What to do: Count the lines of the records below that contain the string "water", matching case exactly, and give only that number.
─── Material for this exercise ───
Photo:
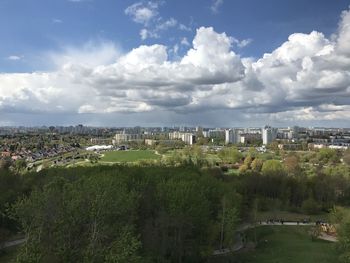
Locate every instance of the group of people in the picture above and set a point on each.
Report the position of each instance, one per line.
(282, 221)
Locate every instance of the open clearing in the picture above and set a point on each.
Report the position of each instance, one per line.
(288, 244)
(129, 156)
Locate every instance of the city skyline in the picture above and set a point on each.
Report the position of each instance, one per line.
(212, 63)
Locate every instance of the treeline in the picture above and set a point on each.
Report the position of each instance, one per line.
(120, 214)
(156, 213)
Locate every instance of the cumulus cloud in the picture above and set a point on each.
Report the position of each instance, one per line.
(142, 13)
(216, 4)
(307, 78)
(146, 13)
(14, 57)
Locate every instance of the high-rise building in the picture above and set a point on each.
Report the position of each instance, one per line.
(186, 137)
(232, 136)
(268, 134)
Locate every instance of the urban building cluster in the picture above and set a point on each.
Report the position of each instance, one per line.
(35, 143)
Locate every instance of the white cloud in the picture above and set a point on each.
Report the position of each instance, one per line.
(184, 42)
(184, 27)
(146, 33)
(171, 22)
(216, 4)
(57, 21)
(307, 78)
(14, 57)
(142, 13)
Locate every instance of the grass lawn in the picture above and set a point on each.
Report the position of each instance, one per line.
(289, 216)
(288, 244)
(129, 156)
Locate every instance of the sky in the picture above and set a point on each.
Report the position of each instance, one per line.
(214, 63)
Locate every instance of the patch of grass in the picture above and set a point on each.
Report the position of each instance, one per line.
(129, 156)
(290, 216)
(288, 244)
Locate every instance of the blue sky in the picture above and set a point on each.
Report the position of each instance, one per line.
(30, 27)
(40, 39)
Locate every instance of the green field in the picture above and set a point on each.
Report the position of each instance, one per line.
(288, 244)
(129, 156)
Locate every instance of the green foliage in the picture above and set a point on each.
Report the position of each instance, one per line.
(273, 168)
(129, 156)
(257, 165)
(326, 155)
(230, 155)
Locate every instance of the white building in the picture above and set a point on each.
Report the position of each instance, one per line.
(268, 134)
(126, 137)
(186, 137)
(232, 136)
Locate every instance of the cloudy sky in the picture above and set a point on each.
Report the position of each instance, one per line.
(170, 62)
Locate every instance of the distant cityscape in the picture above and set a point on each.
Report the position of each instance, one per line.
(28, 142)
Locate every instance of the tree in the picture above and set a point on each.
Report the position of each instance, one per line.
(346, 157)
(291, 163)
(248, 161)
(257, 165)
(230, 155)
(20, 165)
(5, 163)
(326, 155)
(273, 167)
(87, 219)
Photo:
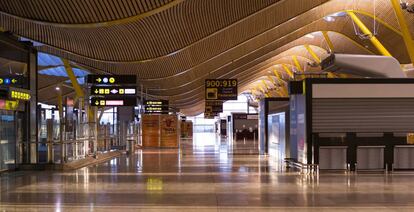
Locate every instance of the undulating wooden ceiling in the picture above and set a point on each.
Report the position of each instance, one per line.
───
─── Material for this exercise ───
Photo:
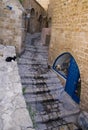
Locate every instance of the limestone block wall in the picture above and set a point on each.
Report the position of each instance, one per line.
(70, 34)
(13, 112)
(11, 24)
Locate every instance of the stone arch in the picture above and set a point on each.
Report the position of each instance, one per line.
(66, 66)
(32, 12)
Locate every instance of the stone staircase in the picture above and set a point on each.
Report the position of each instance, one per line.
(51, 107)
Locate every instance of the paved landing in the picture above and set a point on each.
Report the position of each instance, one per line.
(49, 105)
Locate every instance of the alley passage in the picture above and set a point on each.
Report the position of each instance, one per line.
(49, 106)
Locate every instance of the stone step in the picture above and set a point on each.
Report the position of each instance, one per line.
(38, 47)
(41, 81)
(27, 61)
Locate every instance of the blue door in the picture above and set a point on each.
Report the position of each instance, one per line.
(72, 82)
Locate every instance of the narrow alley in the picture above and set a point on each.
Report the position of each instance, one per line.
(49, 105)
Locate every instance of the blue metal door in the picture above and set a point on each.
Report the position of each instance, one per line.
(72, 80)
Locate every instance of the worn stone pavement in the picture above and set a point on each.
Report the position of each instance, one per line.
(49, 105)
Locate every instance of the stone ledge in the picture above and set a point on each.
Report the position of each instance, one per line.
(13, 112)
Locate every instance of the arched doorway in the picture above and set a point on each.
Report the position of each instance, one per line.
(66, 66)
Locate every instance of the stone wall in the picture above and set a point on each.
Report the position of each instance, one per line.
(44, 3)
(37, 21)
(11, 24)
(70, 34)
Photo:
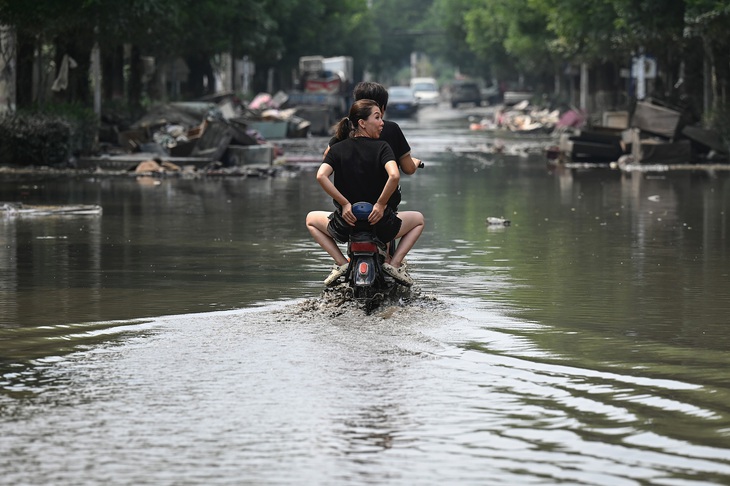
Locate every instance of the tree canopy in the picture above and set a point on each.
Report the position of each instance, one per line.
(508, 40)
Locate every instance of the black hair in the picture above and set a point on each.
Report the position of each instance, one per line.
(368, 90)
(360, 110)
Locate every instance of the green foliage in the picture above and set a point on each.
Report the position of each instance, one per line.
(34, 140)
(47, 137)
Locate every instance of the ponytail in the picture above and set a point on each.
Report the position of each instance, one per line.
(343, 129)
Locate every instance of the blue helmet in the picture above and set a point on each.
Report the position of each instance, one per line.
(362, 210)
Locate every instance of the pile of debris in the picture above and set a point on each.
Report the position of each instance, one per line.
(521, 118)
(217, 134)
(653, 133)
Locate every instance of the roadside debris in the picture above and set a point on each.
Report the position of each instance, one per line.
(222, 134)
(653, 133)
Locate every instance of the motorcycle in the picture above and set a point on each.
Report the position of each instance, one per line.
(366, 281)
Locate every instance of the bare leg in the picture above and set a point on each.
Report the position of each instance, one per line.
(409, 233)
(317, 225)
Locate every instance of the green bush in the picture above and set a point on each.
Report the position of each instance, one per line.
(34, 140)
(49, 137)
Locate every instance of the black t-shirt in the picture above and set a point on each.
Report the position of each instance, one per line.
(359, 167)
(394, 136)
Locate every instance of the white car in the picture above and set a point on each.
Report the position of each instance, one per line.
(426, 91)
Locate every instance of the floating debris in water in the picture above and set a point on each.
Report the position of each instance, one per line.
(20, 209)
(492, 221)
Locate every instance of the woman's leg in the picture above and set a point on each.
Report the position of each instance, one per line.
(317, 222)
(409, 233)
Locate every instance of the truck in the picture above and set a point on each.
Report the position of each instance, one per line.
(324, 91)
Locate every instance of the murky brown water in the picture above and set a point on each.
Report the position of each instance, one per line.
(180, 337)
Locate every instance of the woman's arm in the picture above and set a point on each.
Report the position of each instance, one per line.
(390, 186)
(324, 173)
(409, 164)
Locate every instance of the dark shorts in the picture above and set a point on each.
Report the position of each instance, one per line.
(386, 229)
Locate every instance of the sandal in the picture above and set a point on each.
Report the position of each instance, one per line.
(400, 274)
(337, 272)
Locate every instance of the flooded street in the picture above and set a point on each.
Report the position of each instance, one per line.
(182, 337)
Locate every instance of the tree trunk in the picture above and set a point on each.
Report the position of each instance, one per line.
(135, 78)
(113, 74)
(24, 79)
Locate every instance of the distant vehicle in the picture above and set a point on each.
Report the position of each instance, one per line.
───
Result of this exercise: 2